* WRITTEN PROBLEM
Each of the entries should be retyped precisely as it appears.

*****

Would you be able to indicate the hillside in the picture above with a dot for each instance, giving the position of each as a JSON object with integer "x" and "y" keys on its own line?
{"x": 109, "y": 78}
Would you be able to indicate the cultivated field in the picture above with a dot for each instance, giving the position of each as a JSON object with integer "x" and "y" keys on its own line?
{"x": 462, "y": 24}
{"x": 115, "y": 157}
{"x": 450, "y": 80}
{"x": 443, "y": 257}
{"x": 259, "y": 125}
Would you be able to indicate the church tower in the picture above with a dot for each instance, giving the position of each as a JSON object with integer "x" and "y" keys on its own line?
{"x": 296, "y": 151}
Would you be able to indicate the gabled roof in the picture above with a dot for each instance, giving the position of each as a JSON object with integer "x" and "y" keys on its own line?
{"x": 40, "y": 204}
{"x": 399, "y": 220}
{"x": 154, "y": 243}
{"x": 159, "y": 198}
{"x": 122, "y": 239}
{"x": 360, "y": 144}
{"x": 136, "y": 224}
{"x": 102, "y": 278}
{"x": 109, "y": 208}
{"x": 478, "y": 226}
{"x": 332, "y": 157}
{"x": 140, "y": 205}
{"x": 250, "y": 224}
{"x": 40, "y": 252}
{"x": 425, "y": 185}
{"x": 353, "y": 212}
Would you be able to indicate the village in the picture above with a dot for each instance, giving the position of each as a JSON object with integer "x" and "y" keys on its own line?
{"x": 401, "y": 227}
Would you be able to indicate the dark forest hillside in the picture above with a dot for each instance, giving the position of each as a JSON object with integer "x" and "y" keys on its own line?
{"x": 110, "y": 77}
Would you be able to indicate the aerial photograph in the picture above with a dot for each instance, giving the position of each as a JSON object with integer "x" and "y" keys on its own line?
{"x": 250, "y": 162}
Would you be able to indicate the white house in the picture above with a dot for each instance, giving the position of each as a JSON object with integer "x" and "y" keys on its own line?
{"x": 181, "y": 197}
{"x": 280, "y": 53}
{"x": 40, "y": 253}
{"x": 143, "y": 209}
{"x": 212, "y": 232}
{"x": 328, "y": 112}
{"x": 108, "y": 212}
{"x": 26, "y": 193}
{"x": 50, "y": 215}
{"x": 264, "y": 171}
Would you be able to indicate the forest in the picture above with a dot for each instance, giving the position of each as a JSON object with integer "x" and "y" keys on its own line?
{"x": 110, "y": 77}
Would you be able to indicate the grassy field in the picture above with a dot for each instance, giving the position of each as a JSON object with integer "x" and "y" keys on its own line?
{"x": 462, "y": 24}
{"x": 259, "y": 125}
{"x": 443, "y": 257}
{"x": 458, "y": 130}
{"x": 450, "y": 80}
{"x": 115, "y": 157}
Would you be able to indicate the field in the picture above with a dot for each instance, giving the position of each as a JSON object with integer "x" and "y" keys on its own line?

*****

* CORRECT RESPONSE
Would you be able to indicate the hillside in the picture above with a dot for each instance, giving the position of each as a JSON object with integer "x" and "y" keys on its own line?
{"x": 109, "y": 78}
Would you be able to indicate the cultivated field in the picture above with a dot for each instance, giving the position of each as a JSON object with integer "x" and "y" keys on its own line?
{"x": 462, "y": 24}
{"x": 115, "y": 157}
{"x": 450, "y": 80}
{"x": 443, "y": 257}
{"x": 259, "y": 125}
Would you be able to indicate the church tower in the picture above with a dot for each instance, giving the position of each as a JSON object with integer "x" and "y" keys on its own line?
{"x": 296, "y": 151}
Would you be able to indicate the gabled roof in the picture above with a dot for each instance, giving the position of each as a JSON object with integer "x" and "y" keys on its own line?
{"x": 40, "y": 204}
{"x": 399, "y": 220}
{"x": 154, "y": 243}
{"x": 159, "y": 198}
{"x": 122, "y": 239}
{"x": 360, "y": 144}
{"x": 136, "y": 224}
{"x": 102, "y": 278}
{"x": 109, "y": 208}
{"x": 478, "y": 226}
{"x": 332, "y": 157}
{"x": 140, "y": 205}
{"x": 250, "y": 224}
{"x": 40, "y": 252}
{"x": 425, "y": 185}
{"x": 353, "y": 212}
Would you be able to indicate the village in the picture above with a dot for each instance, giving the position of each as a JSON object with integer "x" and "y" keys on its own line?
{"x": 401, "y": 227}
Would you be able to indicate the dark forest hillside in the picture above with a dot for each instance, giving the position of each as a JSON object with integer "x" and "y" keys on its own line?
{"x": 110, "y": 77}
Would you be able to indicate the aerial photograph in the picture above with a dot for each instance, giving the position of each as a JSON object with integer "x" and "y" keys on its own line?
{"x": 250, "y": 162}
Would you be able to indicate the white house in the picture above with a dot for each instance, giving the position of each as a JSON object with integer "x" and "y" keys on its own line?
{"x": 181, "y": 197}
{"x": 280, "y": 53}
{"x": 40, "y": 253}
{"x": 143, "y": 209}
{"x": 212, "y": 232}
{"x": 328, "y": 112}
{"x": 108, "y": 212}
{"x": 26, "y": 193}
{"x": 50, "y": 215}
{"x": 264, "y": 171}
Would you be able to indicate the forest in the picture above with a dot for each instance, giving the position of each as a JSON object with integer "x" and "y" keys on its own line?
{"x": 110, "y": 77}
Would you be able to indicate the grassy field in the picture above with a dot for each instance, giving the position of each as a JSON object with integer "x" and "y" keys on its own line?
{"x": 462, "y": 24}
{"x": 259, "y": 125}
{"x": 443, "y": 257}
{"x": 458, "y": 130}
{"x": 450, "y": 80}
{"x": 115, "y": 157}
Would you be able to indicate the field in the picture above with a dot for each instance, giving the position of each as a JSON object with integer "x" and "y" keys on its own line?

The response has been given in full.